Entries shown »

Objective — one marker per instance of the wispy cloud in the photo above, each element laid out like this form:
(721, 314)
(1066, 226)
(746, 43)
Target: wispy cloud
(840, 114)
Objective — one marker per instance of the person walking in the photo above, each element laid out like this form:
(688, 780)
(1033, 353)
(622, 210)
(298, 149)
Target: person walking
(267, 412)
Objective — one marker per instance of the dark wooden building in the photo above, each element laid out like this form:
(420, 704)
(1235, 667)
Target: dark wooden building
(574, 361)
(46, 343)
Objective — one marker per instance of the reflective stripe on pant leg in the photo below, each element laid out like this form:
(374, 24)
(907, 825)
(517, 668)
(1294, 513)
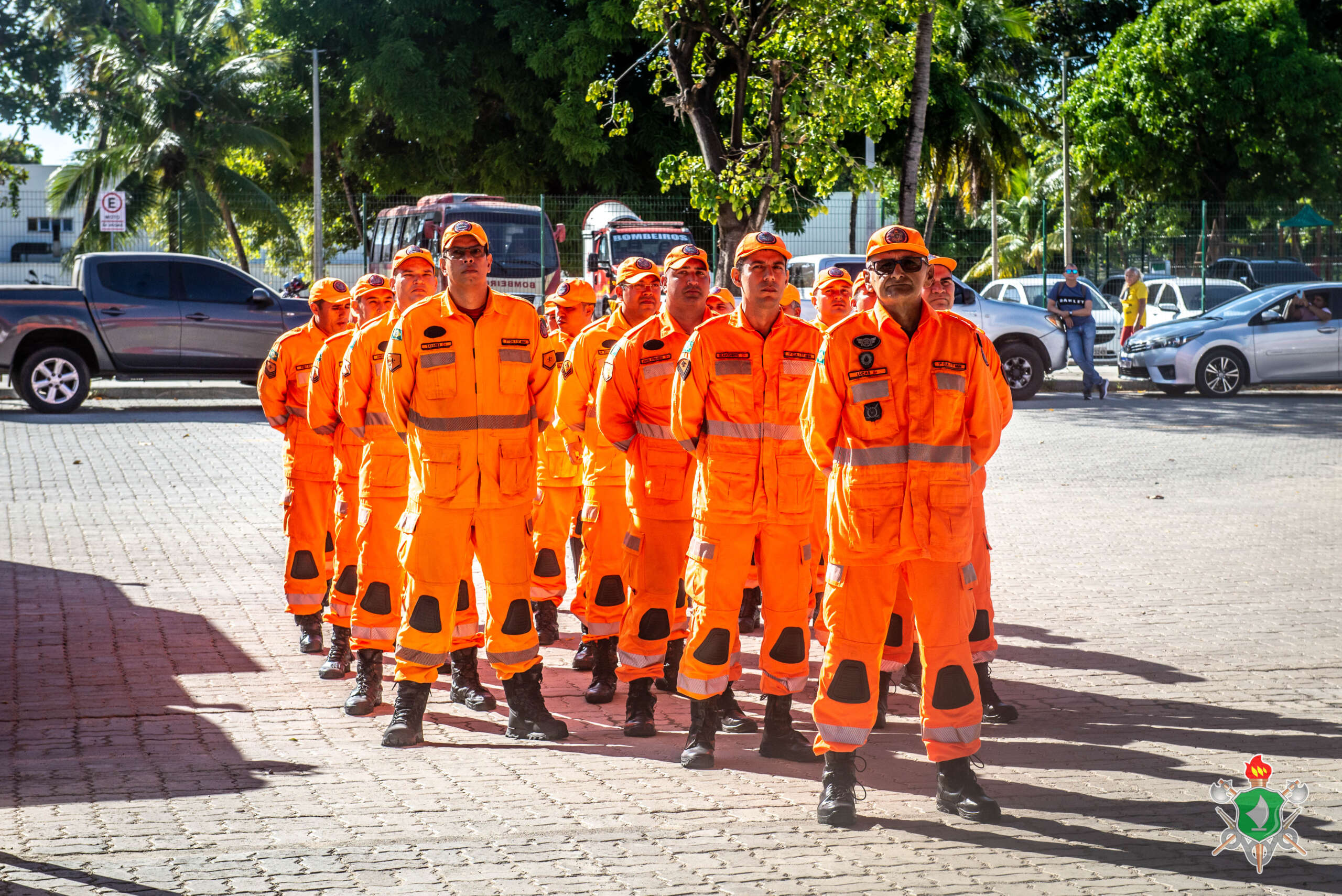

Problem to work on » From the line with "(1066, 226)" to the last line above, restate each line word for word, but skip the pictures.

Response »
(1066, 226)
(746, 43)
Target: wispy cloud
(840, 114)
Objective — one marker per instance of the person walking in the photo above, each element laid out like this form:
(688, 780)
(1033, 353)
(622, 210)
(298, 149)
Target: person walking
(267, 412)
Objective — one marker per instance of the dark wooden building in the photo above, each element laid out like this form:
(420, 704)
(1235, 667)
Target: dark wooden building
(574, 361)
(46, 343)
Objective — one marker per instance of the reflective stripe on pant leg in the photo below, each element laid out like this form:
(374, 24)
(907, 825)
(517, 668)
(1294, 513)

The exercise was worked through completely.